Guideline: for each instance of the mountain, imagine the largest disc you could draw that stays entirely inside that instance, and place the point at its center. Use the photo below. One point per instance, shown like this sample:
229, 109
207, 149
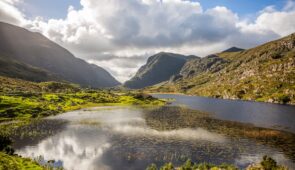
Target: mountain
233, 49
159, 67
31, 56
264, 73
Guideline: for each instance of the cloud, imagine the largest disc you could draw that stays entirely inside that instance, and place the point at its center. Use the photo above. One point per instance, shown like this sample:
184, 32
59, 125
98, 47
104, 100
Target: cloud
128, 29
9, 13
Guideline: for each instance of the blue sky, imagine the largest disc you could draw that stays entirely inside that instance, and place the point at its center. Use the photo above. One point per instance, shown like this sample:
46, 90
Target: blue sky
58, 8
119, 35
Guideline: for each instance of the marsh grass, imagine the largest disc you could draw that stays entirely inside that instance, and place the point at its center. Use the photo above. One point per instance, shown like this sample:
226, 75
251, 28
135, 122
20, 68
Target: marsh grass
171, 118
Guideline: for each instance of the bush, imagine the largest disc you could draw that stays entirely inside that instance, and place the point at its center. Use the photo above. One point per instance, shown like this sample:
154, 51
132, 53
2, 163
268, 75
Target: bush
268, 163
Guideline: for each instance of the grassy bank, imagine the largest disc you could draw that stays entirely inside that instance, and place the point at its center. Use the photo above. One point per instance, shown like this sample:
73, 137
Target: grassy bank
21, 99
267, 163
23, 102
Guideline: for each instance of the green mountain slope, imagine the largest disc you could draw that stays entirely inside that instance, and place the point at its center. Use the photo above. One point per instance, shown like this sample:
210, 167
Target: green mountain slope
265, 73
35, 50
14, 69
159, 67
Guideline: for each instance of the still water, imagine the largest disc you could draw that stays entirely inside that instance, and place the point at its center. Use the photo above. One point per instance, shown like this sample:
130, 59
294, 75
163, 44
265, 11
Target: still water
129, 138
268, 115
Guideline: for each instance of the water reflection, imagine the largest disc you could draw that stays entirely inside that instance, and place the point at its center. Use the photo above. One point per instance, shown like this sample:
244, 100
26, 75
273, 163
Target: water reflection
121, 138
261, 114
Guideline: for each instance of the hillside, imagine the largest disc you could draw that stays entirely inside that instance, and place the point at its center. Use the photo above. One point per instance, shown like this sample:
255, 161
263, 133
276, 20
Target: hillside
159, 67
34, 57
264, 73
14, 69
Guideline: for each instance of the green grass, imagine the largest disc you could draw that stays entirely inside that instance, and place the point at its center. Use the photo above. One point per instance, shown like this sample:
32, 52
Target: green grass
265, 74
9, 162
22, 100
266, 164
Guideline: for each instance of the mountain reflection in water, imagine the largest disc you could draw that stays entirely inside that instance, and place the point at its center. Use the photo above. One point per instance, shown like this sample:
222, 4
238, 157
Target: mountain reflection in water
123, 138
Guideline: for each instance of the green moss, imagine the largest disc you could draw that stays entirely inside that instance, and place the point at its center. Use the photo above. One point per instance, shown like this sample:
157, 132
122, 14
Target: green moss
9, 162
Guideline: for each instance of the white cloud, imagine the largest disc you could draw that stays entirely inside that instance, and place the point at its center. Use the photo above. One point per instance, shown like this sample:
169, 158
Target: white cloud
9, 13
135, 28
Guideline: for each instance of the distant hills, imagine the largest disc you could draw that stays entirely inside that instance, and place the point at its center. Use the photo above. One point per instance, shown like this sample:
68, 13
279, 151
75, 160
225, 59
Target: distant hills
264, 73
159, 67
233, 49
31, 56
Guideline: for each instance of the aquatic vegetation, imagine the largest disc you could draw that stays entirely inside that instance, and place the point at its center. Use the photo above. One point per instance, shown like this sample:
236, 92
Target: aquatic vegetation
189, 165
171, 118
267, 163
14, 162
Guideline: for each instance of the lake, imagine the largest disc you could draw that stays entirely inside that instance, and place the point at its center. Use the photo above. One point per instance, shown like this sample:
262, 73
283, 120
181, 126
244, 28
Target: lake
276, 116
134, 137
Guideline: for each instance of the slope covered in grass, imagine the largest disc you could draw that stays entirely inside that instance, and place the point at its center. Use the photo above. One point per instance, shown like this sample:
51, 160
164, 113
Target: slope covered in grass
265, 73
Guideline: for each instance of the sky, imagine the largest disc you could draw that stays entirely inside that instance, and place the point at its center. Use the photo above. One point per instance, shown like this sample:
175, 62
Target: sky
119, 35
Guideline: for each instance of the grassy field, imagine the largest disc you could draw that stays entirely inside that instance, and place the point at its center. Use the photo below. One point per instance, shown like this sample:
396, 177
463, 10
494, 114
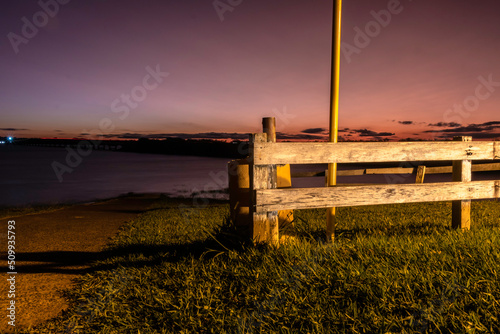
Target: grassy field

Task directions: Look through the material above. Copy each line where the word "field" appears.

Task answer:
Guideline: for each instance of the grassy field, imagine the largest disc you could draw that stays entirely inside that instance, and place the point at its center. Use the photo below. One point per instance, shown like this sample:
Target: grassy field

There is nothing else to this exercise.